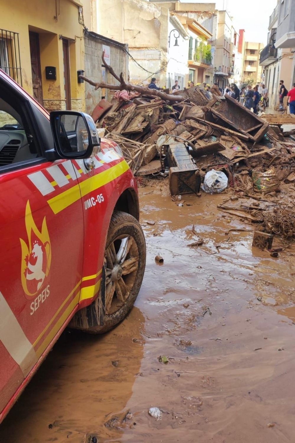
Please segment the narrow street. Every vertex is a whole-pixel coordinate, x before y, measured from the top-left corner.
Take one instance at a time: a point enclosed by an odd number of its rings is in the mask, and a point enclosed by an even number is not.
[[[226,197],[179,206],[168,179],[140,189],[147,261],[135,307],[105,335],[63,333],[1,443],[294,441],[295,249],[276,258],[252,249],[252,232],[225,235],[253,229],[217,209]]]

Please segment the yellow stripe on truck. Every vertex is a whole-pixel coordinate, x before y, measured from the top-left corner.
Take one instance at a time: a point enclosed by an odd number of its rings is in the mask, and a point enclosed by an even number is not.
[[[81,288],[80,292],[80,302],[82,300],[87,300],[88,299],[92,299],[96,295],[100,288],[100,282],[101,279],[99,280],[95,284],[91,286],[86,286],[85,288]]]
[[[69,189],[61,192],[58,195],[47,200],[47,203],[55,214],[70,206],[89,192],[107,184],[120,177],[129,169],[125,160],[109,169],[93,175],[82,182],[79,185],[75,185]]]
[[[92,280],[93,279],[96,278],[96,277],[98,277],[100,274],[101,274],[103,269],[102,268],[99,271],[97,274],[94,274],[92,276],[87,276],[87,277],[83,277],[82,281],[86,281],[86,280]]]

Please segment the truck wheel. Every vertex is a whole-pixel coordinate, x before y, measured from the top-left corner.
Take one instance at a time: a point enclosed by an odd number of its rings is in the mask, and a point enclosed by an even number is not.
[[[105,253],[107,270],[103,324],[84,330],[86,332],[93,334],[106,332],[126,316],[142,285],[146,267],[146,253],[144,235],[136,219],[121,211],[114,212],[107,233]]]

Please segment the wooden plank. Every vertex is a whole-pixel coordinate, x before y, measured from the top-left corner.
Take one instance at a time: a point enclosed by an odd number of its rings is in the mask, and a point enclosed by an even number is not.
[[[229,129],[228,128],[224,128],[219,124],[217,124],[216,123],[212,123],[211,121],[208,121],[207,120],[204,120],[203,119],[199,118],[198,117],[194,117],[193,118],[201,123],[202,121],[203,121],[205,123],[207,123],[208,124],[212,126],[212,128],[215,128],[217,129],[221,130],[223,132],[228,132],[229,134],[236,136],[238,138],[241,138],[242,140],[249,140],[249,136],[244,135],[244,134],[240,134],[239,132],[236,132],[235,131],[233,131],[232,129]]]
[[[221,119],[222,120],[225,121],[226,123],[227,123],[227,124],[229,124],[230,126],[232,126],[232,128],[236,129],[237,131],[241,132],[242,134],[245,134],[245,135],[247,135],[247,131],[244,131],[244,129],[241,128],[240,128],[238,126],[237,126],[236,124],[234,124],[232,121],[231,121],[230,120],[229,120],[228,119],[226,118],[226,117],[225,117],[222,114],[221,114],[220,113],[219,113],[217,111],[215,111],[215,109],[211,109],[210,110],[212,114],[215,114],[219,118]]]
[[[237,163],[238,162],[239,162],[240,160],[244,160],[245,159],[249,159],[250,157],[255,157],[256,155],[259,155],[261,154],[265,154],[266,152],[270,152],[272,151],[274,151],[275,149],[277,149],[276,147],[275,148],[271,148],[270,149],[264,149],[263,151],[260,151],[259,152],[254,152],[254,154],[250,154],[249,155],[243,156],[242,157],[239,157],[238,159],[236,159],[235,160],[233,161],[233,163]]]
[[[247,132],[250,132],[252,131],[254,131],[254,129],[257,129],[258,128],[261,128],[262,126],[262,123],[259,123],[259,124],[257,124],[256,126],[253,126],[253,128],[250,128],[249,129],[248,129]]]
[[[139,176],[149,175],[155,172],[158,172],[161,170],[162,167],[160,160],[152,160],[148,164],[141,166],[136,173],[136,175]]]
[[[199,140],[199,143],[201,140]],[[190,151],[190,154],[193,158],[201,157],[202,155],[207,155],[210,154],[215,154],[224,151],[225,148],[219,141],[215,141],[213,143],[208,143],[199,147],[196,147],[195,150]]]

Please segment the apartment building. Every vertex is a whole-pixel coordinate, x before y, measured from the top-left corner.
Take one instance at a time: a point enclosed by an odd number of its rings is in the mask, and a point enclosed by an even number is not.
[[[276,48],[289,49],[289,59],[292,66],[283,80],[287,89],[295,82],[295,2],[294,0],[278,0],[278,25],[276,29]]]
[[[276,47],[279,25],[280,2],[269,17],[268,44],[261,51],[260,65],[263,69],[262,78],[268,89],[269,106],[279,105],[280,80],[283,79],[289,89],[291,81],[293,54],[290,48]],[[284,99],[287,101],[287,98]]]
[[[263,43],[245,42],[244,47],[243,70],[241,80],[251,84],[261,81],[262,69],[259,65],[260,51]]]

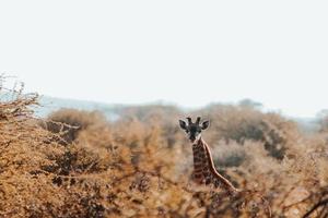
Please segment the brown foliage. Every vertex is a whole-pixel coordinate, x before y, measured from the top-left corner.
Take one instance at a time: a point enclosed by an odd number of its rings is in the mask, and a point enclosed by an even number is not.
[[[190,182],[191,147],[169,107],[126,110],[116,122],[63,109],[33,117],[37,96],[0,105],[1,217],[301,217],[327,215],[327,142],[251,108],[197,111],[219,171],[239,190]],[[137,112],[136,112],[137,111]],[[40,125],[42,123],[42,125]]]

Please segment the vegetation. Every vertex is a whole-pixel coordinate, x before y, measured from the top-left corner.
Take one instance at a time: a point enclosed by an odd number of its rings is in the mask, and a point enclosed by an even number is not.
[[[0,217],[328,216],[325,128],[303,134],[248,101],[190,112],[211,120],[216,168],[242,190],[229,197],[190,181],[178,108],[126,108],[115,122],[72,109],[38,119],[37,95],[10,93],[0,102]]]

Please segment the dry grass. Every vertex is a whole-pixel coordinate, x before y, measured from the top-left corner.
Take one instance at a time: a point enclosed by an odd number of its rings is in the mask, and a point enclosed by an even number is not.
[[[108,122],[63,109],[33,117],[36,95],[0,104],[1,217],[327,217],[325,133],[251,107],[195,111],[218,170],[238,189],[227,197],[190,182],[191,147],[174,107],[133,107]],[[194,114],[194,113],[192,113]]]

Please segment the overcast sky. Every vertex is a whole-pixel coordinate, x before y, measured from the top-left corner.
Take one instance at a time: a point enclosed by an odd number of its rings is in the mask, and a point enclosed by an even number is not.
[[[328,108],[327,1],[1,1],[0,73],[54,97]]]

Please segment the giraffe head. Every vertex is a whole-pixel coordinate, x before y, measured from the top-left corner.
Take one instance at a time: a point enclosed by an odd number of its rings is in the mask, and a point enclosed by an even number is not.
[[[179,120],[180,128],[187,133],[188,138],[191,143],[195,143],[195,141],[198,141],[201,135],[201,131],[208,129],[210,125],[210,121],[204,121],[200,124],[200,117],[197,117],[196,122],[194,123],[191,121],[191,118],[187,118],[188,123],[186,123],[183,120]]]

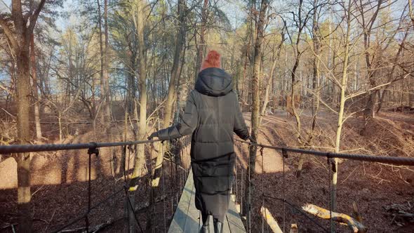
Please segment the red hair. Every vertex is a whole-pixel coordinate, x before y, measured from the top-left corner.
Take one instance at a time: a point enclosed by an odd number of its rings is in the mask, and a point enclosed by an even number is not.
[[[221,68],[221,62],[220,60],[220,53],[215,50],[210,51],[207,54],[207,57],[201,64],[201,69],[200,71],[210,67]]]

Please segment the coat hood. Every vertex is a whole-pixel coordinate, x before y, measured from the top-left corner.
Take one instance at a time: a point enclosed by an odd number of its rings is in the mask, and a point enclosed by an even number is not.
[[[219,68],[203,69],[199,73],[195,89],[206,95],[226,95],[233,90],[232,76]]]

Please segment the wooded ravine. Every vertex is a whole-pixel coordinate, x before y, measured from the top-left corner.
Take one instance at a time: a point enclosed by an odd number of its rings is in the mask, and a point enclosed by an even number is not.
[[[0,145],[146,140],[180,121],[215,50],[259,143],[414,157],[413,8],[412,0],[1,0]],[[88,172],[93,201],[132,179],[139,227],[168,230],[189,168],[185,140],[102,148],[91,169],[85,149],[0,154],[0,232],[55,231],[79,217]],[[332,170],[323,158],[235,149],[234,189],[247,192],[248,171],[255,182],[252,216],[241,216],[251,232],[272,232],[262,208],[285,232],[321,231],[265,194],[346,214],[372,232],[414,231],[412,166],[335,158]],[[138,231],[130,222],[126,229],[126,209],[111,198],[88,224]]]

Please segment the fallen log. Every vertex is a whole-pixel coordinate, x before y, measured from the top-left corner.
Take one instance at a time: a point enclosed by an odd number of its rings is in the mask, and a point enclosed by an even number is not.
[[[273,218],[272,213],[266,207],[262,206],[262,208],[260,208],[260,213],[266,220],[266,222],[267,222],[269,227],[270,227],[272,232],[283,233],[281,229],[279,226],[279,224],[277,224],[277,221],[274,219],[274,218]]]
[[[323,219],[330,219],[330,211],[319,206],[307,204],[305,206],[302,206],[302,208],[305,211],[315,216]],[[362,225],[362,223],[358,222],[349,215],[336,212],[332,212],[331,215],[332,220],[333,221],[347,225],[352,231],[352,232],[363,233],[366,232],[368,229],[364,225]]]

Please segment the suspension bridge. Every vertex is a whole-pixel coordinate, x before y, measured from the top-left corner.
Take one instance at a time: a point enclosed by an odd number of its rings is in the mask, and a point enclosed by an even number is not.
[[[283,190],[286,189],[286,184],[285,184],[285,159],[288,157],[289,153],[299,153],[300,154],[305,154],[305,155],[312,155],[315,157],[324,157],[327,159],[328,164],[331,167],[332,171],[335,171],[336,168],[335,167],[335,163],[332,161],[332,159],[334,158],[340,158],[340,159],[351,159],[351,160],[356,160],[356,161],[370,161],[370,162],[378,162],[378,163],[384,163],[384,164],[390,164],[394,165],[405,165],[405,166],[414,166],[414,158],[410,157],[386,157],[386,156],[369,156],[369,155],[361,155],[361,154],[339,154],[339,153],[332,153],[332,152],[319,152],[319,151],[313,151],[313,150],[305,150],[297,148],[287,148],[283,147],[277,147],[273,145],[262,145],[262,144],[256,144],[256,143],[251,143],[248,142],[241,141],[239,140],[236,140],[239,141],[240,143],[247,143],[249,144],[249,146],[256,147],[257,149],[259,149],[259,152],[260,153],[260,156],[262,159],[263,158],[263,149],[265,148],[274,149],[279,151],[281,154],[282,155],[283,159]],[[135,225],[138,227],[137,230],[143,232],[145,232],[145,229],[144,226],[142,226],[140,223],[139,217],[137,216],[137,213],[135,211],[135,208],[134,206],[133,201],[131,201],[131,197],[128,194],[128,188],[130,184],[128,184],[128,181],[127,178],[126,177],[124,179],[125,183],[122,186],[121,188],[119,188],[117,190],[115,190],[108,197],[105,197],[100,201],[98,203],[93,203],[93,200],[91,199],[91,156],[93,154],[98,155],[99,154],[99,149],[102,147],[123,147],[123,150],[125,151],[127,147],[131,147],[134,145],[137,145],[139,144],[149,144],[149,143],[154,143],[159,142],[159,140],[140,140],[140,141],[130,141],[130,142],[101,142],[101,143],[95,143],[95,142],[90,142],[90,143],[81,143],[81,144],[49,144],[49,145],[8,145],[8,146],[0,146],[0,154],[8,154],[11,153],[27,153],[27,152],[49,152],[49,151],[60,151],[60,150],[74,150],[74,149],[88,149],[88,192],[86,198],[87,199],[88,206],[83,212],[79,213],[76,217],[72,218],[72,220],[64,225],[59,225],[59,226],[54,226],[53,227],[51,227],[51,232],[64,232],[65,229],[68,229],[68,227],[76,225],[79,226],[79,222],[84,220],[84,226],[78,228],[78,229],[84,232],[86,231],[86,232],[98,232],[104,227],[102,225],[100,226],[91,226],[90,225],[89,221],[89,215],[91,214],[91,211],[96,208],[100,205],[108,201],[112,198],[114,197],[123,195],[125,197],[125,203],[126,206],[128,207],[126,208],[129,213],[129,215],[131,215],[133,218],[128,218],[128,225],[130,225],[131,222],[129,221],[133,220],[135,222]],[[180,157],[181,159],[182,158],[189,157],[189,143],[190,140],[187,137],[186,139],[183,140],[184,142],[181,143],[181,149],[178,154],[175,154],[174,156]],[[161,148],[163,147],[161,147]],[[163,152],[161,152],[163,154]],[[189,160],[187,160],[189,161]],[[172,163],[172,160],[170,159],[170,161]],[[262,169],[263,169],[263,159],[261,160],[262,161]],[[189,164],[189,162],[188,162]],[[175,164],[175,167],[177,169],[177,166],[178,165]],[[237,167],[237,165],[236,165]],[[164,204],[164,209],[163,209],[163,230],[164,232],[196,232],[201,228],[202,223],[201,221],[201,213],[199,211],[197,211],[194,205],[194,181],[192,178],[192,173],[191,169],[189,168],[189,166],[187,166],[187,168],[182,168],[185,172],[183,173],[186,177],[183,178],[183,180],[185,178],[185,182],[182,182],[183,187],[182,187],[180,197],[179,199],[179,201],[177,201],[177,204],[175,205],[175,209],[173,211],[173,216],[171,219],[171,222],[169,224],[169,227],[167,226],[167,220],[166,218],[166,208]],[[329,169],[330,170],[330,169]],[[177,170],[175,170],[177,171]],[[239,175],[241,178],[243,178],[243,171],[241,171],[241,175]],[[239,189],[239,192],[241,193],[243,195],[243,183],[244,182],[243,180],[237,180],[237,171],[236,171],[236,185],[234,185],[234,188],[232,190],[233,194],[232,195],[232,201],[229,204],[229,211],[227,212],[227,216],[225,218],[225,222],[224,224],[224,232],[252,232],[252,218],[251,218],[251,197],[238,197],[239,196],[237,193],[238,189]],[[252,172],[250,171],[250,168],[248,168],[248,171],[246,171],[245,176],[246,178],[246,184],[245,185],[244,189],[248,187],[250,188],[251,187],[251,175]],[[124,175],[126,175],[124,174]],[[164,182],[163,182],[163,183]],[[237,182],[241,183],[241,190],[238,189]],[[178,182],[177,182],[178,183]],[[335,232],[335,229],[333,227],[331,229],[325,229],[323,226],[318,222],[319,220],[314,219],[309,217],[307,213],[304,213],[300,208],[295,206],[295,205],[290,203],[286,197],[285,197],[284,191],[282,194],[282,197],[273,197],[271,195],[268,195],[265,193],[265,187],[262,187],[262,199],[271,199],[274,200],[277,200],[283,202],[283,231],[285,231],[285,218],[286,218],[286,211],[285,211],[285,205],[288,206],[289,208],[295,209],[297,213],[302,215],[304,218],[306,218],[309,220],[309,222],[312,222],[318,227],[321,228],[320,230],[323,232]],[[237,200],[240,200],[240,201],[236,201]],[[245,201],[243,201],[245,199]],[[173,201],[173,199],[171,199]],[[243,206],[244,201],[244,206]],[[171,205],[173,206],[173,205]],[[243,207],[244,206],[244,207]],[[246,213],[245,213],[246,218],[243,220],[243,218],[241,217],[240,212],[241,209],[246,209]],[[330,209],[330,213],[332,213]],[[331,216],[332,217],[332,216]],[[262,218],[262,232],[265,232],[264,225],[265,224],[269,224],[269,222],[265,223],[267,220],[265,220],[264,218]],[[212,221],[212,220],[211,220]],[[331,226],[335,226],[334,224],[332,224],[332,218],[330,218],[330,221],[331,221]],[[244,223],[243,223],[244,222]],[[210,226],[213,226],[213,223],[211,222]],[[105,226],[104,226],[105,227]],[[13,225],[12,225],[13,227]],[[213,231],[211,231],[213,232]]]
◆ ◆ ◆ ◆ ◆
## Requirements
Please copy out every line in the items above that contains the word "truck". Case counts, so match capital and lowercase letters exactly.

## Complete output
Please segment the yellow stripe on truck. Every vertex is a whole-pixel coordinate, x before y, measured from the top-left corner.
Please segment the truck wheel. Every vertex is a whole-pixel coordinate, x before y, measured from the top-left corner.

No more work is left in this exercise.